George Clooney é um caso
especial entre as celebridades
de Hollywood. O astro de 46
anos do recém-lançado "Michael Clayton" (que chega ao
Brasil em 30 de novembro) e
diretor do ainda inédito "Leatherheads", comédia de época
sobre o futebol americano, diz
que teria preferido trabalhar
nos anos 70, quando as posições políticas dos atores precediam suas carreiras.
Clooney pode não viver nessa era, mas sua influência, tanto
artística quanto política, é inegável. O advogado que ele representa em "Michael Clayton"
-um agente que combate uma
multinacional que atua por métodos escusos- ilustra bem
suas paixões políticas.
O astro de "Syriana" e "Onze
Homens e um Segredo" optou
por criticar o presidente George W. Bush e a guerra no Iraque
e manifestar-se contra o genocídio em Darfur. "Sou inspirado pela urgência e importância
e não quero me proteger -isso
seria o pior de tudo", afirma.
Leia os principais trechos da
entrevista a seguir.
PERGUNTA - Você e seu pai (o jornalista e apresentador de TV Nick Clooney) produziram um documentário
sobre Darfur, "Sand and Sorrow". O
que você viu quando foi a Darfur
com seu pai?
GEORGE CLOONEY - Pilhas de corpos. Poços inutilizados pelos
pedaços de carne humana putrefata atirados dentro deles.
As pessoas que meu pai e eu vimos provavelmente tinham sido massacradas depois de seu
acampamento ter sido saqueado e incendiado. Percebi que eu
poderia conferir outra dimensão a esse drama, num momento em que jornalistas estavam
tendo dificuldade em convencer seus editores a dar espaço à
questão de Darfur. Fui à CNN e
NBC e falei sobre o assunto. Fui
criticado por ter supostamente
"me promovido" com essa
campanha, mas o que mais eu
tenho a promover? Será que
preciso ser mais famoso? Não.
PERGUNTA - Você viaja muito. Como os americanos são vistos hoje
em dia?
CLOONEY - É deprimente. As
pessoas estão iradas, notadamente na Europa. Elas nos
olham como se fôssemos brutos e, para ser franco, é verdade.
Ninguém entende como Bush
pôde ser reeleito. É mais um
fracasso dos democratas do que
uma vitória republicana.
Mas nós, americanos, somos
inteligentes o suficiente para
corrigir nossos erros. Somos
um país grande, um tanto
quanto imaturo, e nossos habitantes não viajam além das
fronteiras. Sou parte de uma
geração que, apesar da Coréia,
apesar do Vietnã, acredita que
está do lado do bem. A Guerra
do Iraque vem sendo um tremendo tapa na cara para nós.

> _Instrução A_:
De acordo com o trecho sobre George Clooney, em que data "Michael Clayton" chega ao Brasil?

[Registros de pontos rotulados]
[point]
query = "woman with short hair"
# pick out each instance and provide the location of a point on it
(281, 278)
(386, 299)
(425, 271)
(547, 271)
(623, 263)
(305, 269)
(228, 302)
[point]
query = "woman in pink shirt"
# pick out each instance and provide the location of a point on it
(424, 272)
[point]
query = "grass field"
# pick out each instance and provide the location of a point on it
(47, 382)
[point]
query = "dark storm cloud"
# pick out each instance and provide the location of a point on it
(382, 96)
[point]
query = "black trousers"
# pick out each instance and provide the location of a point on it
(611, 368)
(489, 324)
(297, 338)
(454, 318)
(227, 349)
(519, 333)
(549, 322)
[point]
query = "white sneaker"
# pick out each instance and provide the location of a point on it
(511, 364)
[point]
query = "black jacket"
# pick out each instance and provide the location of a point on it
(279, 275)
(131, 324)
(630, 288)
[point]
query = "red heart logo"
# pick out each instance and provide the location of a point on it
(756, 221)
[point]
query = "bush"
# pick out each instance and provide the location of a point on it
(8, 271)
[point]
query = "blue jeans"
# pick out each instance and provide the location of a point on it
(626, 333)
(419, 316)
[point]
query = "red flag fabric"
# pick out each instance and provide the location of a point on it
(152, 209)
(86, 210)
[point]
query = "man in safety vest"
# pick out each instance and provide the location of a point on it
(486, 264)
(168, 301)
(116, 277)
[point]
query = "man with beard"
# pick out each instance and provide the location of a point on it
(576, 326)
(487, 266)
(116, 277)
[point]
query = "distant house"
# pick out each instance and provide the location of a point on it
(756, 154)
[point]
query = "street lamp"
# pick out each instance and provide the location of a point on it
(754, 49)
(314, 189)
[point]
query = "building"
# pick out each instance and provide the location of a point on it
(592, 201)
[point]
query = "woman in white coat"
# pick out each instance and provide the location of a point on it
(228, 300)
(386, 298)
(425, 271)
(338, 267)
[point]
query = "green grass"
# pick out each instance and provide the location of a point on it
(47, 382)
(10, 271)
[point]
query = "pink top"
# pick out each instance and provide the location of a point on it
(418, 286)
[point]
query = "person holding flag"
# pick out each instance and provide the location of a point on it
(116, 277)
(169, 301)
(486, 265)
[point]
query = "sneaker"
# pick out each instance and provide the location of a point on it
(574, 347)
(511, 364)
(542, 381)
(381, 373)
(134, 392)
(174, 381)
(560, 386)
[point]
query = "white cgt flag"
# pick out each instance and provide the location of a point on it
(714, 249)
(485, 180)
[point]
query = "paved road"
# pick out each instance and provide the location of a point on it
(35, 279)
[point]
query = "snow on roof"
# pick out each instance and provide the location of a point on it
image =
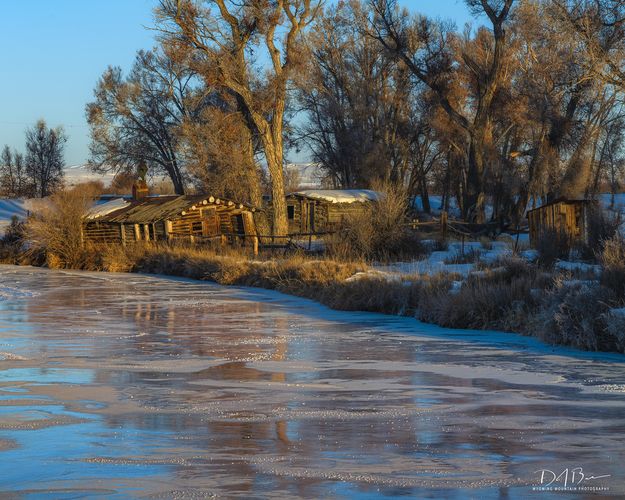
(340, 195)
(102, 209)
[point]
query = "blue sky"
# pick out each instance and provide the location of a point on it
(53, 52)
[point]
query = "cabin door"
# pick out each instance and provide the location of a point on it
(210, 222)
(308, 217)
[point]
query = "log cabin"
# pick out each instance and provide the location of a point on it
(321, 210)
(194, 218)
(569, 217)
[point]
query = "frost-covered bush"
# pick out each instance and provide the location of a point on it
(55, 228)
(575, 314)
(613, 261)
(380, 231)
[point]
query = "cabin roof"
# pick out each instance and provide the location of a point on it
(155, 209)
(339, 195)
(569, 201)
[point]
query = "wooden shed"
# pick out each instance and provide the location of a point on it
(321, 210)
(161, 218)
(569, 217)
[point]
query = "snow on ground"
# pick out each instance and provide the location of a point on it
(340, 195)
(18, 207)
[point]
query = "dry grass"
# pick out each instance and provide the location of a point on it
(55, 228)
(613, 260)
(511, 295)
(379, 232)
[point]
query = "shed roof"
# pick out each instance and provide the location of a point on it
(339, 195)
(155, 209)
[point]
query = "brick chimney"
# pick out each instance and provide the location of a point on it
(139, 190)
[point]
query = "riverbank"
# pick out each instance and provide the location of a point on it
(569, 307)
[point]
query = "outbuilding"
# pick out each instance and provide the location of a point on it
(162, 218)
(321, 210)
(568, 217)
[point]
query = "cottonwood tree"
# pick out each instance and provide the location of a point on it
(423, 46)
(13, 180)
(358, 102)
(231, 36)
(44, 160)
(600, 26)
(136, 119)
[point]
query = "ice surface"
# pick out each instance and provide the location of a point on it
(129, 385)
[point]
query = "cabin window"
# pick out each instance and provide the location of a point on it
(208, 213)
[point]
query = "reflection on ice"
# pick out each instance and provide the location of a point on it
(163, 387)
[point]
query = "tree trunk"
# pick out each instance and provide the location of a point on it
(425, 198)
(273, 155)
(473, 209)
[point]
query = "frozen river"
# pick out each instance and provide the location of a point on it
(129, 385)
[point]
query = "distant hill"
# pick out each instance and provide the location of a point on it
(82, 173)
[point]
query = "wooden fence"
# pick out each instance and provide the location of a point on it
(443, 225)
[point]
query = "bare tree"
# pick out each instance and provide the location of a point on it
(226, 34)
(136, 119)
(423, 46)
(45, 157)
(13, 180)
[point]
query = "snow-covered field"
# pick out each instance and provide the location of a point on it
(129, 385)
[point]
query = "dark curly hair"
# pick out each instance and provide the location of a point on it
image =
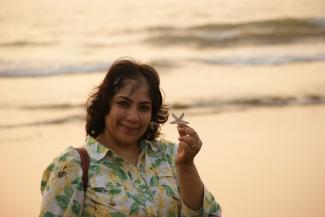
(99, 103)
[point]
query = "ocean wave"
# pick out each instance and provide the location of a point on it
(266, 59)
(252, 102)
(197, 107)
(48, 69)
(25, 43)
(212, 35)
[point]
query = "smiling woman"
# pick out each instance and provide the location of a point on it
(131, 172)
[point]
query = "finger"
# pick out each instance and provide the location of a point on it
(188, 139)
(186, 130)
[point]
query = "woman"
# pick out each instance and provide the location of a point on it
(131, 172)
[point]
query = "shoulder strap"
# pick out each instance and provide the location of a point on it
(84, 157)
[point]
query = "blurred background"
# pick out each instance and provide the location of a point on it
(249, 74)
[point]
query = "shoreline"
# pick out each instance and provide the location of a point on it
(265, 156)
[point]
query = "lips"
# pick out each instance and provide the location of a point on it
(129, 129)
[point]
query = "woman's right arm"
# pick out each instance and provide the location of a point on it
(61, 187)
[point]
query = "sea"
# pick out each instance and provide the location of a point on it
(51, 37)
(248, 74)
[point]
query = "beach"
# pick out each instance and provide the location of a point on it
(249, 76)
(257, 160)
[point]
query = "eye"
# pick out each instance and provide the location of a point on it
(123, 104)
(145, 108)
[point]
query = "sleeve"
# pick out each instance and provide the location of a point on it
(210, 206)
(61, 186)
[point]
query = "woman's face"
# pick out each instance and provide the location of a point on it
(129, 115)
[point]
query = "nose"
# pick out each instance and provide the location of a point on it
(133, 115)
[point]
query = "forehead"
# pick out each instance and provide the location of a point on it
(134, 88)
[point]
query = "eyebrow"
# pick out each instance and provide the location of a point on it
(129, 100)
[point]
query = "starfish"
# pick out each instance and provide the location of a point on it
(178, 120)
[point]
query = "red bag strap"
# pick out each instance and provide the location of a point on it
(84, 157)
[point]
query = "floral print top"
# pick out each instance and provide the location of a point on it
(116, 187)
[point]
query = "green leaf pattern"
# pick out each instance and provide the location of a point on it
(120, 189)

> _Instrução B_:
Separe todas as linhas que contêm a palavra "green" e copie-as. Maiúsculas e minúsculas fazem diferença.

> _Resultado do exercício A_:
Em 30 de novembro.

> _Resultado do exercício B_:
query = "green grass"
query = "green leaf pattern"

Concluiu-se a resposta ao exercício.